(Voci di dati salvate)
--------
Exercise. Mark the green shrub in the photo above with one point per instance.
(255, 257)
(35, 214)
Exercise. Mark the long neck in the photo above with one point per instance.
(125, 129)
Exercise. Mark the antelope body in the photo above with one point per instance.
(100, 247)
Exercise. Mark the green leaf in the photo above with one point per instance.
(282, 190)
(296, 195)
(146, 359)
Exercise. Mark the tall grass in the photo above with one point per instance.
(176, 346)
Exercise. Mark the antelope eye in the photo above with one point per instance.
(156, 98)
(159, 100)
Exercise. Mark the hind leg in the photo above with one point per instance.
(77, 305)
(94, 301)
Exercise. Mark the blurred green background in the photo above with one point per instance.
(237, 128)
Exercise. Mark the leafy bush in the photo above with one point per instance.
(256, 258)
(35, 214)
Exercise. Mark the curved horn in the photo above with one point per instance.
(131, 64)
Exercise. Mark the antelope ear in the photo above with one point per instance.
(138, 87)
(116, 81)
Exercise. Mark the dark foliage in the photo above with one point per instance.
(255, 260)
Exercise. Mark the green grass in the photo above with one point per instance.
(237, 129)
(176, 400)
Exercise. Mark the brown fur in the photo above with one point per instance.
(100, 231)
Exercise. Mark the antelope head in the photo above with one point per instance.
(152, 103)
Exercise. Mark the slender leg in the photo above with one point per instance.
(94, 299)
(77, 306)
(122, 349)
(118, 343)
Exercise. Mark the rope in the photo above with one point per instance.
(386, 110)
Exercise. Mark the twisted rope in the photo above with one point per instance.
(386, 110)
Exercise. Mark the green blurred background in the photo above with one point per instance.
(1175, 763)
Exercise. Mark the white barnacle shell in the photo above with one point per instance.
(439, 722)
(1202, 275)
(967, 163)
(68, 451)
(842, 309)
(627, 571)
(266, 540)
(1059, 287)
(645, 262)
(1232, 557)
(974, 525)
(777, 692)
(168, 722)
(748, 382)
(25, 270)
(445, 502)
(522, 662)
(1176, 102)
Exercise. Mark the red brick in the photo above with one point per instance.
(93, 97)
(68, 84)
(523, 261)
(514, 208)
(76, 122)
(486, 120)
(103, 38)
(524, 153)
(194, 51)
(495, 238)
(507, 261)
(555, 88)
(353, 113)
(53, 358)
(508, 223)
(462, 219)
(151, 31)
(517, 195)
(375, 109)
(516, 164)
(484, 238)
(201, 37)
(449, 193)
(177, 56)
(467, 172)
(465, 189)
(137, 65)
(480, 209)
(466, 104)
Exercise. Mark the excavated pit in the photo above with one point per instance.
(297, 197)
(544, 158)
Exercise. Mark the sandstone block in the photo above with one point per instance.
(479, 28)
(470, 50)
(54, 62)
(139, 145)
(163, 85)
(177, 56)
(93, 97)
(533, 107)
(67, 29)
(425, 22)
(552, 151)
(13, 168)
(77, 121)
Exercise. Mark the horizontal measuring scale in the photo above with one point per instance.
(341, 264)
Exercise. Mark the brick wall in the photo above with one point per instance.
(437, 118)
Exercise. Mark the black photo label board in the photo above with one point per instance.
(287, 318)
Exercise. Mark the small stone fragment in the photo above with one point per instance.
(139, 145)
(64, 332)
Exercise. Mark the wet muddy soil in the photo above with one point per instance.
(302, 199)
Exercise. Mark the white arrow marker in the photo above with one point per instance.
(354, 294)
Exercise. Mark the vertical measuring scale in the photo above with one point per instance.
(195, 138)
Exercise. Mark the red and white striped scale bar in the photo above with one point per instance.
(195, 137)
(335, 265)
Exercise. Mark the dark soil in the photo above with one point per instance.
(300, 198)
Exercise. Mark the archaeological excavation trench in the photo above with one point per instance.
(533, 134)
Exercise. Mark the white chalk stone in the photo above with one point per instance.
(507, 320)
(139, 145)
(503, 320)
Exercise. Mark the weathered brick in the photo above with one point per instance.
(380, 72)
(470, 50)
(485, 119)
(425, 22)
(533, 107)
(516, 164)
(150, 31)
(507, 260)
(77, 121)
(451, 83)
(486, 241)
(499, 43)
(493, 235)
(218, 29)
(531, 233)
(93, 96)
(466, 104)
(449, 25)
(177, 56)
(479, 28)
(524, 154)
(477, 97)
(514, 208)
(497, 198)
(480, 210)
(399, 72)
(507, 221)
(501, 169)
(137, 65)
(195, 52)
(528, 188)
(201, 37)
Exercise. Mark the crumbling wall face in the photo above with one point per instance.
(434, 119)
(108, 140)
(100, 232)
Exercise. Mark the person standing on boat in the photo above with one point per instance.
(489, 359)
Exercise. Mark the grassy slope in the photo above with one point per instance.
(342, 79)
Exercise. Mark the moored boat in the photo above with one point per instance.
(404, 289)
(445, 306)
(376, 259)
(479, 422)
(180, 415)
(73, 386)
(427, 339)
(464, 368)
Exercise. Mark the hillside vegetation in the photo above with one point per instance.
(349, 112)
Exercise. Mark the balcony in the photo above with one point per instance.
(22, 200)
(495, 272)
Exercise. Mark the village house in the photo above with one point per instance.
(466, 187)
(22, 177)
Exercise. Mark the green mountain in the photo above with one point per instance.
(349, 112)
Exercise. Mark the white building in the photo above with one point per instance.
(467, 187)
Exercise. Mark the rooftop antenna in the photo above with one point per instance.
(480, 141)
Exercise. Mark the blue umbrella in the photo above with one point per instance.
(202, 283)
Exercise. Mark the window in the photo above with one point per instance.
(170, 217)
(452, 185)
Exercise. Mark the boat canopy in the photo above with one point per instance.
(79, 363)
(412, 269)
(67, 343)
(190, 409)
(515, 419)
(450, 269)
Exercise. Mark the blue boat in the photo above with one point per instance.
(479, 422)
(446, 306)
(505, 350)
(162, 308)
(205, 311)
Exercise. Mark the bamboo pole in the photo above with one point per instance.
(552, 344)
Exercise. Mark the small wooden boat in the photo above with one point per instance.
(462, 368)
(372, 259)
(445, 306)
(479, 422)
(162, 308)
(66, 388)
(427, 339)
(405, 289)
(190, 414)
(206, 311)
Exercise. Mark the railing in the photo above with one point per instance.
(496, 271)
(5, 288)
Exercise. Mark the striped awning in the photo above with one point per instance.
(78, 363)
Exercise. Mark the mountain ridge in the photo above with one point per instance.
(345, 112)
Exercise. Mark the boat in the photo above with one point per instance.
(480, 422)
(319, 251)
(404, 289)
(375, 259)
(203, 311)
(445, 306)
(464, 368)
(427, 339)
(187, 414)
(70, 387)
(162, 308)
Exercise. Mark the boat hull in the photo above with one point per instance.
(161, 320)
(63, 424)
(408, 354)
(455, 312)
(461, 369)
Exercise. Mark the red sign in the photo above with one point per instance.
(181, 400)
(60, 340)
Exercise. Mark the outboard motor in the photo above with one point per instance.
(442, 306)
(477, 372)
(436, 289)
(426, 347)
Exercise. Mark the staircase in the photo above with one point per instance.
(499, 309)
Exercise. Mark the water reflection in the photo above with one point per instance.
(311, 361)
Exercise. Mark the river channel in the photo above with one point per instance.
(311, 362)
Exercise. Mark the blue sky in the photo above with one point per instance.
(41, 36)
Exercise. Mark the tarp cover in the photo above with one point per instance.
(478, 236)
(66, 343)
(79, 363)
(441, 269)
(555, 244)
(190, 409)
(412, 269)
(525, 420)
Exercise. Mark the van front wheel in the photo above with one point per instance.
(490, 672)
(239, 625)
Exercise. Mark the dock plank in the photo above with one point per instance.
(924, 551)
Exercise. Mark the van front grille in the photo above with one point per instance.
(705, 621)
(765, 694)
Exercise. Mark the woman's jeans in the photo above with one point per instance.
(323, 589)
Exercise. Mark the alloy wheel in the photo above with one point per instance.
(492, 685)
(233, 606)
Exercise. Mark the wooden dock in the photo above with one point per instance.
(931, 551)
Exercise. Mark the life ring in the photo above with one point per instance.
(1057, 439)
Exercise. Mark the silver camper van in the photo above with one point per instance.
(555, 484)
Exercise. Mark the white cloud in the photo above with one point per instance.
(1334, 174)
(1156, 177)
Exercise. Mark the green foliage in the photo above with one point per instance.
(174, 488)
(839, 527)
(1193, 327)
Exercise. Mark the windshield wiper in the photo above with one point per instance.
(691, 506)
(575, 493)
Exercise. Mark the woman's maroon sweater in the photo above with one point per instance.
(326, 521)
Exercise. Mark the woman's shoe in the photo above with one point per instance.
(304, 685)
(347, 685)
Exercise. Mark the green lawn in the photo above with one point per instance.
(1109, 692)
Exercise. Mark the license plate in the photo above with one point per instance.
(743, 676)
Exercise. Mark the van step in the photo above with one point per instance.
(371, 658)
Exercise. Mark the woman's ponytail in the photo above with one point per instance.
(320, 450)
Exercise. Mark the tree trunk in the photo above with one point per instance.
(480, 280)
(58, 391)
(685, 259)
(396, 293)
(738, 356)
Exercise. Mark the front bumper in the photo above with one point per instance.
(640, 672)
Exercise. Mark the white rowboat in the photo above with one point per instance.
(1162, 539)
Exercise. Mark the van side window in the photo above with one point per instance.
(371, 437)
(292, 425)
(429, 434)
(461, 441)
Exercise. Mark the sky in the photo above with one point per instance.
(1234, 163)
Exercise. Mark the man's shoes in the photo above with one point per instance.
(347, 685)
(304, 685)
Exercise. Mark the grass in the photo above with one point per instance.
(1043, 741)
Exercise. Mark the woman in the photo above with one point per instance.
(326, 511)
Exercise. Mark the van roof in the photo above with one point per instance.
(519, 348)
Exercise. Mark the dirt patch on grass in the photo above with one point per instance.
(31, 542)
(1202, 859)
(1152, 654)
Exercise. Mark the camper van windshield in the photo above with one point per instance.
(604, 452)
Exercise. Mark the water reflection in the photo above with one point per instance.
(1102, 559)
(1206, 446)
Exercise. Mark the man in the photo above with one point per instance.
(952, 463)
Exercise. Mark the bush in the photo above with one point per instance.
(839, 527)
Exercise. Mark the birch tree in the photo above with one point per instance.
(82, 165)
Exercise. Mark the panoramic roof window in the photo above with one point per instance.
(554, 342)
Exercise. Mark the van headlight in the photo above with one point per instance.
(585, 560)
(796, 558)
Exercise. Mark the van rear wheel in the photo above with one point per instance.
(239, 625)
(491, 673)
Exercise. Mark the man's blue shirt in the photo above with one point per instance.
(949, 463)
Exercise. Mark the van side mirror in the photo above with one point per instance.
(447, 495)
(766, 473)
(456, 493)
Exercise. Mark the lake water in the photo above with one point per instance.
--------
Citi integralmente le righe dalla riga che contiene "Exercise. Mark the van side window" fino alla fine delle voci, includendo sia la prima sia l'ultima.

Exercise. Mark the van side window in the photo above with one point per instance.
(371, 437)
(292, 425)
(429, 434)
(461, 441)
Exercise. Mark the sky in the photo above with one point per instance.
(1234, 163)
Exercise. Mark the man's shoes in the photo above with one point per instance.
(347, 685)
(304, 685)
Exercise. Mark the grass in the photo above with one point per instance.
(1043, 741)
Exercise. Mark the woman in the photo above with one point per instance.
(326, 511)
Exercise. Mark the van roof in the photo above with one point per instance.
(519, 348)
Exercise. Mark the dirt patch on grass in the photo above with one point per instance.
(31, 542)
(1202, 859)
(1152, 654)
Exercise. Mark the camper van windshield in the photo above with one point per instance.
(604, 452)
Exercise. Mark the water reflection in the photo above with one point per instance.
(1102, 559)
(1206, 446)
Exercise. Mark the man in the photo above with one point per instance.
(952, 463)
Exercise. Mark the bush in the photo above with one point per instance.
(839, 527)
Exercise. Mark the birch tree in the photo above with one point per instance.
(82, 165)
Exercise. Mark the panoramic roof window in the photo above with one point per instance.
(554, 342)
Exercise. Mark the van headlight in the photo above with one point per instance.
(585, 560)
(796, 558)
Exercise. Mark the van rear wheel in the photo above with one point per instance.
(239, 625)
(491, 673)
Exercise. Mark the man's blue shirt in the photo above with one point per instance.
(949, 463)
Exercise. Mark the van side mirror in the photo above with one point per instance.
(447, 495)
(766, 473)
(456, 493)
Exercise. Mark the lake water in the photo above with one point per instance.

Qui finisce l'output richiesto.